Request | List each line from the rows below that contains the word "pink", copying every such line in full. Case counts, so include only lines where the capitalization matches.

Source material |
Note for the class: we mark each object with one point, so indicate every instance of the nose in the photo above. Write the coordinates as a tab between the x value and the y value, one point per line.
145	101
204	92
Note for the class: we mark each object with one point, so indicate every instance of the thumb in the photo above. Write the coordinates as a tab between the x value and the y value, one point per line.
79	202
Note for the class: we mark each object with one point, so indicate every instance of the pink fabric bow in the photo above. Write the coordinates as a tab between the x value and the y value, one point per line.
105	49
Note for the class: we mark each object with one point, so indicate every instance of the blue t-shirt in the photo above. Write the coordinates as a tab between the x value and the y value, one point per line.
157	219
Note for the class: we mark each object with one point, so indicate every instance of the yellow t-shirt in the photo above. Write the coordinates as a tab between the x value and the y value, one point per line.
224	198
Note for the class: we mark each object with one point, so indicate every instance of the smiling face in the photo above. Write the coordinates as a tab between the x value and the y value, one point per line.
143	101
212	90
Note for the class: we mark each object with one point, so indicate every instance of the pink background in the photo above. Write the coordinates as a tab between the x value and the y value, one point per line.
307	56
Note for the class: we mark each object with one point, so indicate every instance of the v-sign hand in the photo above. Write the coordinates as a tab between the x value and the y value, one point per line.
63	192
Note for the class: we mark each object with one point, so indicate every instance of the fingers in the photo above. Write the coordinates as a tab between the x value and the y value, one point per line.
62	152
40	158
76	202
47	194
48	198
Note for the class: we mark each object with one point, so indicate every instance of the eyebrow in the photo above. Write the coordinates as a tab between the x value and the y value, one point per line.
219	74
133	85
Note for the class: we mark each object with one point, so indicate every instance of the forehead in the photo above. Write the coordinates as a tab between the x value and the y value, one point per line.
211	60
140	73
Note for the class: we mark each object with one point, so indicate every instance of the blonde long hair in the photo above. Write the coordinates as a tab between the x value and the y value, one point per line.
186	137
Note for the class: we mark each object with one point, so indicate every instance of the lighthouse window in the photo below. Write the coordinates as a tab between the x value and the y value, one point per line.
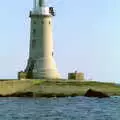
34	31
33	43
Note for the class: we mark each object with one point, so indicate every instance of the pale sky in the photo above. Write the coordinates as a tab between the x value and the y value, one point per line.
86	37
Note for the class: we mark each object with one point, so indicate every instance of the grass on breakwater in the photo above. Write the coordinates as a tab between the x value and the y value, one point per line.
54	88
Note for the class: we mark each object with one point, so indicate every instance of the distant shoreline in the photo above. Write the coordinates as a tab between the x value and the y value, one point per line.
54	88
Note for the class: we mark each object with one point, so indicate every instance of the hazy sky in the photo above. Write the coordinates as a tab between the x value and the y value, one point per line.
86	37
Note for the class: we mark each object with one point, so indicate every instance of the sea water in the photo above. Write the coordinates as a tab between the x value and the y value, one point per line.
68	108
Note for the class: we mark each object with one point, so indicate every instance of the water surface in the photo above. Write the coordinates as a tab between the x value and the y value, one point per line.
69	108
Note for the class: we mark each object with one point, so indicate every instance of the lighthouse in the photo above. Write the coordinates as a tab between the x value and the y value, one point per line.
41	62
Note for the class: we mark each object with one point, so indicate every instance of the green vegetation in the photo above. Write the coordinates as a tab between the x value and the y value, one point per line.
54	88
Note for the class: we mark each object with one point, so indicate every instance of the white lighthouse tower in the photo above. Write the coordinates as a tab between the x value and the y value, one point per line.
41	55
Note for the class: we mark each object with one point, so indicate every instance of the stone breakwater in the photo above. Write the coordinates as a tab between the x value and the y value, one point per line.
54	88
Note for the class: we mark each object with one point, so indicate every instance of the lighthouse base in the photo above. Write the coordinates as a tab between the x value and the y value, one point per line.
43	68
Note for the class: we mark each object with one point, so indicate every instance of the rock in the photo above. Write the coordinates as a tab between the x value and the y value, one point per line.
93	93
...
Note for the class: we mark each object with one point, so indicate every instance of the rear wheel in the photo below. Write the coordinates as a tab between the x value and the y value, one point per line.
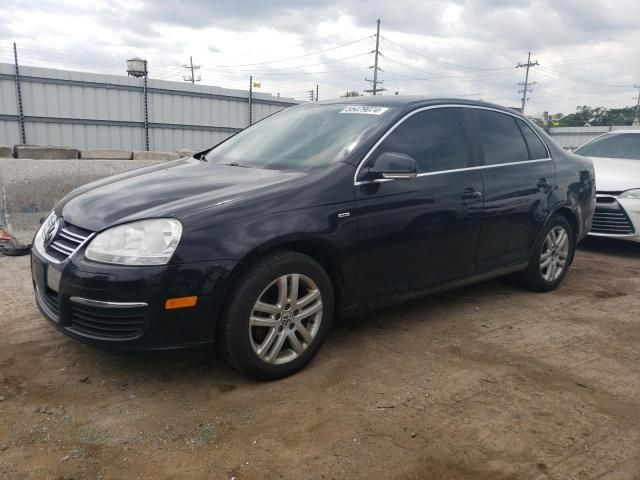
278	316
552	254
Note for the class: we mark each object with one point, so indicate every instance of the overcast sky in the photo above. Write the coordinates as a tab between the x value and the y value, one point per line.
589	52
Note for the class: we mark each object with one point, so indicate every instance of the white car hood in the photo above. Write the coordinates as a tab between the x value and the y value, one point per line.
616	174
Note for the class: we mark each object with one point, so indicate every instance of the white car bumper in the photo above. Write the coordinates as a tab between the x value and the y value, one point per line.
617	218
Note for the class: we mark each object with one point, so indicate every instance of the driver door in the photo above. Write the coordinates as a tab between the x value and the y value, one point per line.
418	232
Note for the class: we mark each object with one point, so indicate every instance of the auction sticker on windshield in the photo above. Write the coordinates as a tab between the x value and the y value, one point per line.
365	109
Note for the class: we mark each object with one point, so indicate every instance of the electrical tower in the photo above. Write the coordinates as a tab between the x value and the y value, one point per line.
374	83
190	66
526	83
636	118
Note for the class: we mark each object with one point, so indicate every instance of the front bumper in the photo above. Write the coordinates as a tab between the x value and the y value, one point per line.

Exercise answer |
Note for the class: we mark each object with one point, so indicate every instance of the pink fabric bow in the photo above. Write the coordinates as a tab between the x value and the y value, one point per line.
Note for the class: we mark each object with one point, so indicate every instance of the pink background in the photo above. Write the coordinates as a tab between the x value and the y value, one point per line.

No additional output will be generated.